THE EXERCISE: Scale the records between the lines holding "Where can the white object" and "Where can the green grass", inclusive, by writing out every one of those lines again and multiplying each x and y coordinate in the answers by 2.45. Round the results to whole numbers, with halves rounded up, and leave all other wording as it stands.

DATA SHOWN:
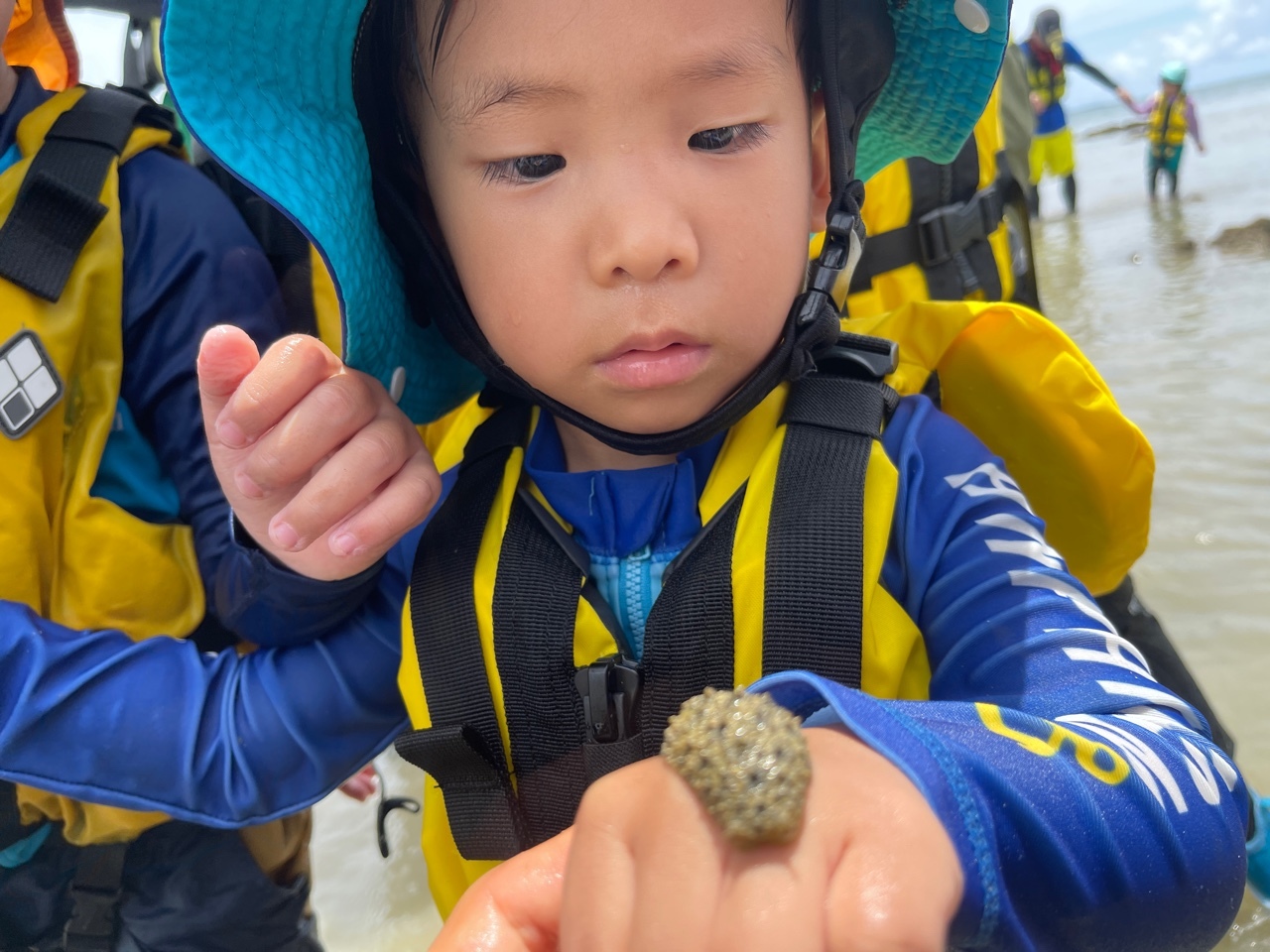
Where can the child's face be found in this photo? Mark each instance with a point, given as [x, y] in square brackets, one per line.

...

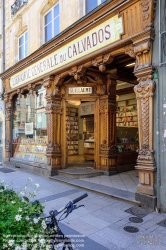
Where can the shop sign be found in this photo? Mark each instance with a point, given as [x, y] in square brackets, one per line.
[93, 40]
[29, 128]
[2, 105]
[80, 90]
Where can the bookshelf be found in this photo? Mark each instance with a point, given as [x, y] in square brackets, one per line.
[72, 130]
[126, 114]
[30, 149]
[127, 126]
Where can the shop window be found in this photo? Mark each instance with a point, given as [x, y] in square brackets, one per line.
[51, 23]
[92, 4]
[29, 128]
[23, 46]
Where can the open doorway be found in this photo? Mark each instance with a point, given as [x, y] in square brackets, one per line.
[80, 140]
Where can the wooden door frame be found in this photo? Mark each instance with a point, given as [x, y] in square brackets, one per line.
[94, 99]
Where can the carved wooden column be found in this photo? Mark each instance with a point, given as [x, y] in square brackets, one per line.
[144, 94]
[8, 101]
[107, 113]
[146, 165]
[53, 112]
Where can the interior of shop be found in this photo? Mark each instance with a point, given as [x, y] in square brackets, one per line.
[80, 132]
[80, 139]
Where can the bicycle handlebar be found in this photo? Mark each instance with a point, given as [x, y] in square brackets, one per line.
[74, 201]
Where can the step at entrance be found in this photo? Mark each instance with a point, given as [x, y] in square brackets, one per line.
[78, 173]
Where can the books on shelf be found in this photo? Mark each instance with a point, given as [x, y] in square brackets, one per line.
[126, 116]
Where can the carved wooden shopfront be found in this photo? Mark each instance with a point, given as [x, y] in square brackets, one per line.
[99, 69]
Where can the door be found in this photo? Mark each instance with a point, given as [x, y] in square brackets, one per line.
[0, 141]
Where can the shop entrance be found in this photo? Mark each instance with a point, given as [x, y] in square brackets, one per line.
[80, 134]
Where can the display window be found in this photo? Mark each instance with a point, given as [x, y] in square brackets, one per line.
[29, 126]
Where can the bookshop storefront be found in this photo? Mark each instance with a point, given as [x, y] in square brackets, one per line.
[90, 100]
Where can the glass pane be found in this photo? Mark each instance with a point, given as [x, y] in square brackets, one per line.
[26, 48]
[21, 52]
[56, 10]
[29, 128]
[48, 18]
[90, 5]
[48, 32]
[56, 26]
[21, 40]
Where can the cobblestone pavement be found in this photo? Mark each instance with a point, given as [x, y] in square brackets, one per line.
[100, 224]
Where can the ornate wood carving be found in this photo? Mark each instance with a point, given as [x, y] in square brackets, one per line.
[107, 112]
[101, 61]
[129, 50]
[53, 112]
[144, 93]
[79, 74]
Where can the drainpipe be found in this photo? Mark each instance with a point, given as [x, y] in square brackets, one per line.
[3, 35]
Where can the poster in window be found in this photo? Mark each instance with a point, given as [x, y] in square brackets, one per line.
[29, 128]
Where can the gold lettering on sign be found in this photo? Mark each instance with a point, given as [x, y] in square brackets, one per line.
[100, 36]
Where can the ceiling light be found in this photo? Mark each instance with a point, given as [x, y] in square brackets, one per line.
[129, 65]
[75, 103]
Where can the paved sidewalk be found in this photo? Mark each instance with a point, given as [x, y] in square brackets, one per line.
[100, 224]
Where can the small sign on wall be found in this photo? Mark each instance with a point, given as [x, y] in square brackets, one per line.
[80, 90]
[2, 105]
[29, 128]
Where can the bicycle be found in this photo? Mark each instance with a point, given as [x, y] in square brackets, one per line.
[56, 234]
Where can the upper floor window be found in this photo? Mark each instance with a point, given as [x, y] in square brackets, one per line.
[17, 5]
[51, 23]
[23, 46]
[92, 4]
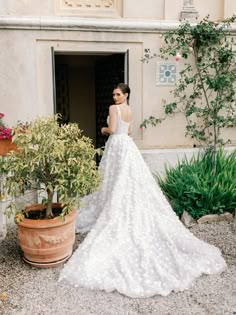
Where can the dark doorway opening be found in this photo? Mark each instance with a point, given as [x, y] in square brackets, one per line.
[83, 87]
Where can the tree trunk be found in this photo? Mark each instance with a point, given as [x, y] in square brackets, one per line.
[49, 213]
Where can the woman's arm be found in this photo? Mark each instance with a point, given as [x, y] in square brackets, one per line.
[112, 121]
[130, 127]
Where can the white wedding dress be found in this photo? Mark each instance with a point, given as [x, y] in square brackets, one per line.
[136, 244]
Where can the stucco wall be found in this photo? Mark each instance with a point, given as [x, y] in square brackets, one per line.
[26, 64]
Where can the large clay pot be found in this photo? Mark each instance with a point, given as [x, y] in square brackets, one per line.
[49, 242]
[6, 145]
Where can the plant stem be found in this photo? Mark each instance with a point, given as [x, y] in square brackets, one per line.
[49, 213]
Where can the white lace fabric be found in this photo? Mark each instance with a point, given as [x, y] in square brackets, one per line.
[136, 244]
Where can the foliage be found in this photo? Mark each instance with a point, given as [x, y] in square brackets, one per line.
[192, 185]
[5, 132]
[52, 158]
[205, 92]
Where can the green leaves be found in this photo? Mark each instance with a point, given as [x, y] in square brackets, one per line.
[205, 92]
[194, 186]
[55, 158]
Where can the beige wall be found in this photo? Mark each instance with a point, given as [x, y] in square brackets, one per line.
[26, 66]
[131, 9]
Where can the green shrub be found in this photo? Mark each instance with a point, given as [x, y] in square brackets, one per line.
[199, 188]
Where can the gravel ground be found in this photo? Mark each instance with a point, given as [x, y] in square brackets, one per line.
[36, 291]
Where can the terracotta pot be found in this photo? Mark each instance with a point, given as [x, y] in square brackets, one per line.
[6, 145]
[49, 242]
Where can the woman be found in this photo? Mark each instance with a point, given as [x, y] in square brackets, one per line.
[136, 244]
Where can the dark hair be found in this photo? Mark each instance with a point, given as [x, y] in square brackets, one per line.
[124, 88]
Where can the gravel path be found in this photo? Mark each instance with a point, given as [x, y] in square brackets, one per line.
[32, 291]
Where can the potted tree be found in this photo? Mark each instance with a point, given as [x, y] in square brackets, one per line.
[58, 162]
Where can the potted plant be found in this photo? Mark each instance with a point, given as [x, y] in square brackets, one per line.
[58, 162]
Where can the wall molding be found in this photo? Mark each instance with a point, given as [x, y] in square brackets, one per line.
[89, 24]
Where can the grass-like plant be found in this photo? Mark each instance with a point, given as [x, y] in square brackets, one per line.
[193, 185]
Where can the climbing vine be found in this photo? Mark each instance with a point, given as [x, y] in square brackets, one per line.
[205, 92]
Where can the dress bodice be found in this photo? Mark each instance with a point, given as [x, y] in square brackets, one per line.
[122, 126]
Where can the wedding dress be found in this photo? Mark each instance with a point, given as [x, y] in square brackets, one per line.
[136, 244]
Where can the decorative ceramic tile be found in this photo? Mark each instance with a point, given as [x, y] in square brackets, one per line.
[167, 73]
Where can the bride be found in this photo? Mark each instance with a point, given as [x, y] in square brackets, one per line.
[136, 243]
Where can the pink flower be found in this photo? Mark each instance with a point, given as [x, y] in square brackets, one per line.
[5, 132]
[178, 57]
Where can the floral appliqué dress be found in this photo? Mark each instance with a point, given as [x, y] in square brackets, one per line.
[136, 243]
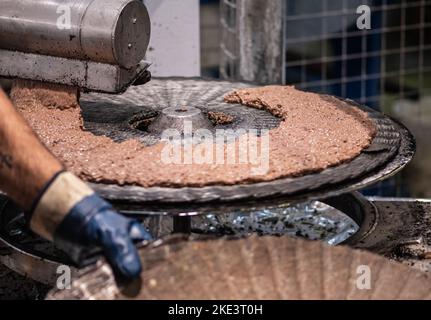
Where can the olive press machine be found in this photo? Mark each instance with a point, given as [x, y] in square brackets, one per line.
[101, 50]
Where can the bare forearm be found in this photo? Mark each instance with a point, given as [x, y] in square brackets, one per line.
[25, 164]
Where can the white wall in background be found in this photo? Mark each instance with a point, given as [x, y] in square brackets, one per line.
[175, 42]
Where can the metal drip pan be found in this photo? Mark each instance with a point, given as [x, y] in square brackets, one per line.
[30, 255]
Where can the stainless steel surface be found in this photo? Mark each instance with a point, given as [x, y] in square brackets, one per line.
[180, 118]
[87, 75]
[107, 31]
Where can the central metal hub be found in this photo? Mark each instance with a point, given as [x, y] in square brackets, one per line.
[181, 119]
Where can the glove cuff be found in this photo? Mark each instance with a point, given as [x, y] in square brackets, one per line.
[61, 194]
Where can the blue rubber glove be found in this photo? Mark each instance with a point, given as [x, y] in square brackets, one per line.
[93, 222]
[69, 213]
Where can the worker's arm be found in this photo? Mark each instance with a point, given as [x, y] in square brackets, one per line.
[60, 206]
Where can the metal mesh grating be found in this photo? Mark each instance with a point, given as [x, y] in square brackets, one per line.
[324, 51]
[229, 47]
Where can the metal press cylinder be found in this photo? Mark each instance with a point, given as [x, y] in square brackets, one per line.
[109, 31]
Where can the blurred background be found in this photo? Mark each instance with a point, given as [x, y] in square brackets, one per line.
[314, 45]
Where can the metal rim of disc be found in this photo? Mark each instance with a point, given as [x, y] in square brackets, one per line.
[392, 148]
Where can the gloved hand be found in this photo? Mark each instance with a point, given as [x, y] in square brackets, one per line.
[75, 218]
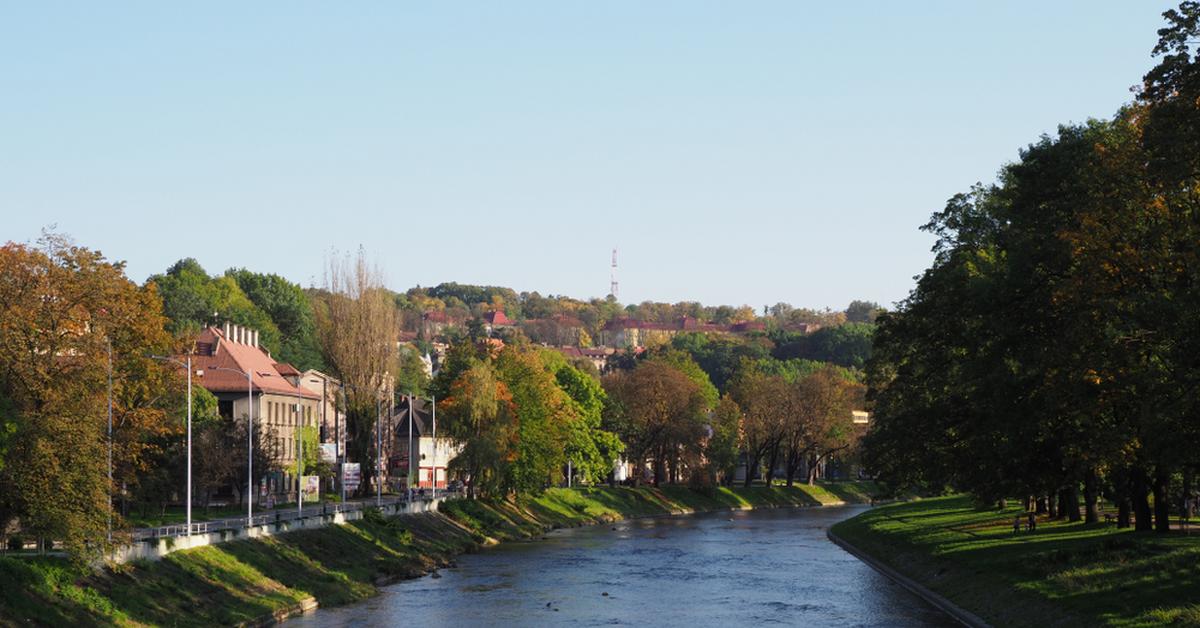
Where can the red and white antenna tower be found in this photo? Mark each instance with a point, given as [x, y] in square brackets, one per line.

---

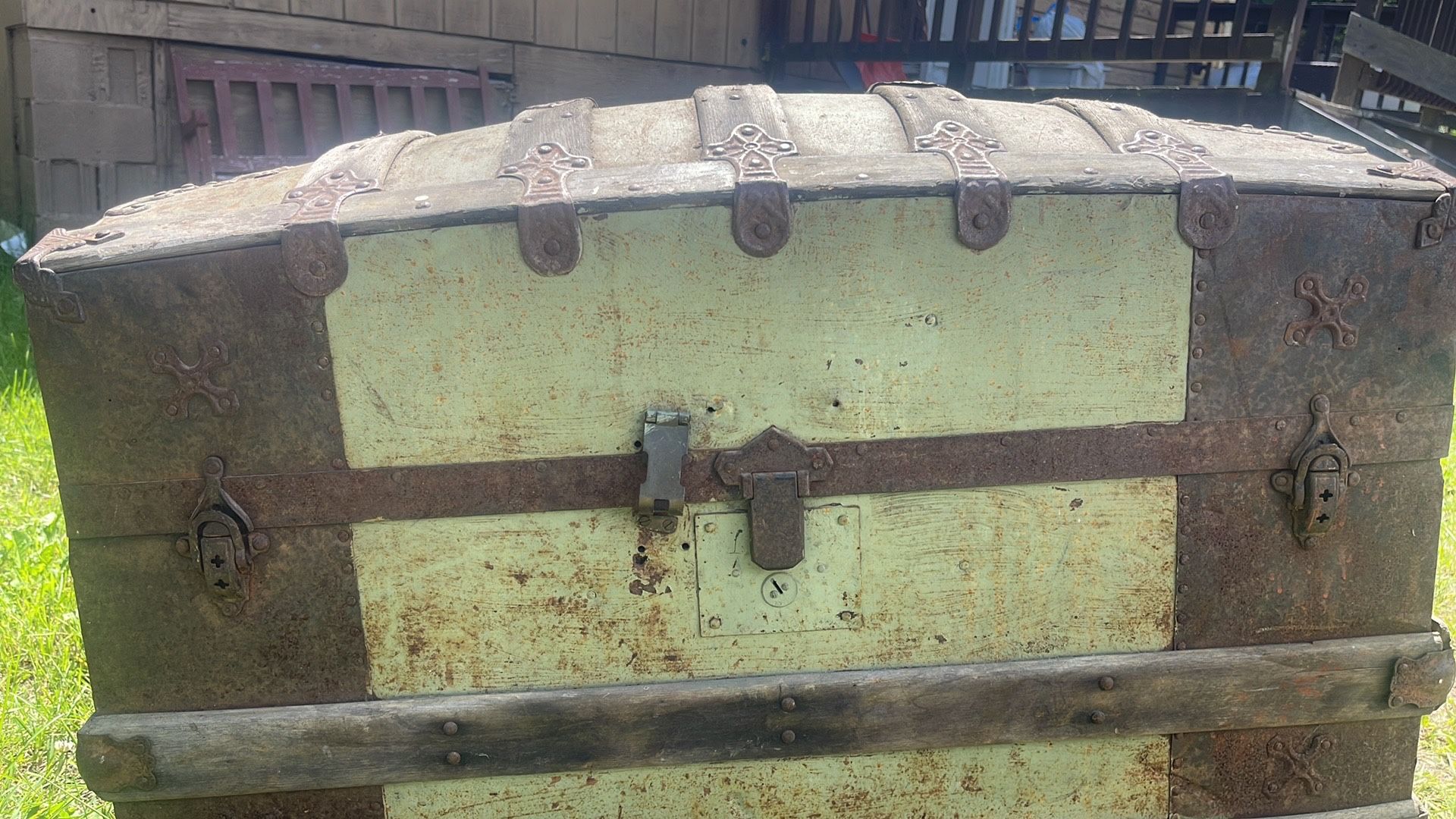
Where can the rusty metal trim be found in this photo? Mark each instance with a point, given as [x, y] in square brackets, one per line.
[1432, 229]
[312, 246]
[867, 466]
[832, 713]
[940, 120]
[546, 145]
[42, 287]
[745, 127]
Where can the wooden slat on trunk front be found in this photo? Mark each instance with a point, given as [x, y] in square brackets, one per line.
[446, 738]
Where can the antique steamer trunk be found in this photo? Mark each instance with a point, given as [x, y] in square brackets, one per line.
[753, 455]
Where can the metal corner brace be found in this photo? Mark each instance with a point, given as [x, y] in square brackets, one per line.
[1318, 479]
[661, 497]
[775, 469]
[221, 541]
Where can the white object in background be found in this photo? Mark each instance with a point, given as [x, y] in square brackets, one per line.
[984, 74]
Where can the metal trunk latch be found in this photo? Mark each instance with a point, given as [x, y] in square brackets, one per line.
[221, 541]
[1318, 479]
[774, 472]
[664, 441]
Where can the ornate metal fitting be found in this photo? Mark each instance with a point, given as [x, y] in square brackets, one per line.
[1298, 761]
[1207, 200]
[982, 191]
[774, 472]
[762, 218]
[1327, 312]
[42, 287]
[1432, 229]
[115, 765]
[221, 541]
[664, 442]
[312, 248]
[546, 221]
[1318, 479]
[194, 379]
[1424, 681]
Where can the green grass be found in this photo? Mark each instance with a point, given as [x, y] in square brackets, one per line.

SOLVED EXERCISE:
Where can the white object in background be found in this photo? Mark each instance with a point, given as [x, y] in square brackets, one per line.
[2411, 181]
Where can the metal trunk latch be found in this photo? Mark each instance with a point, given as [x, y] in square brackets, one per line.
[541, 1325]
[3229, 1174]
[1896, 1156]
[1627, 1080]
Where can the ornate metal fitting be found in this photo? Mark each instance with a point, given as [x, y] in square brackets, one per line.
[3180, 1864]
[2957, 490]
[2406, 468]
[1896, 1156]
[1867, 534]
[3251, 764]
[103, 703]
[3508, 561]
[282, 1874]
[541, 1325]
[1627, 1083]
[764, 608]
[1338, 541]
[3229, 1174]
[475, 929]
[3489, 1668]
Where can the green grass be found in this photo? Mark each instance with a point, given as [x, y] in square brackets, one per line.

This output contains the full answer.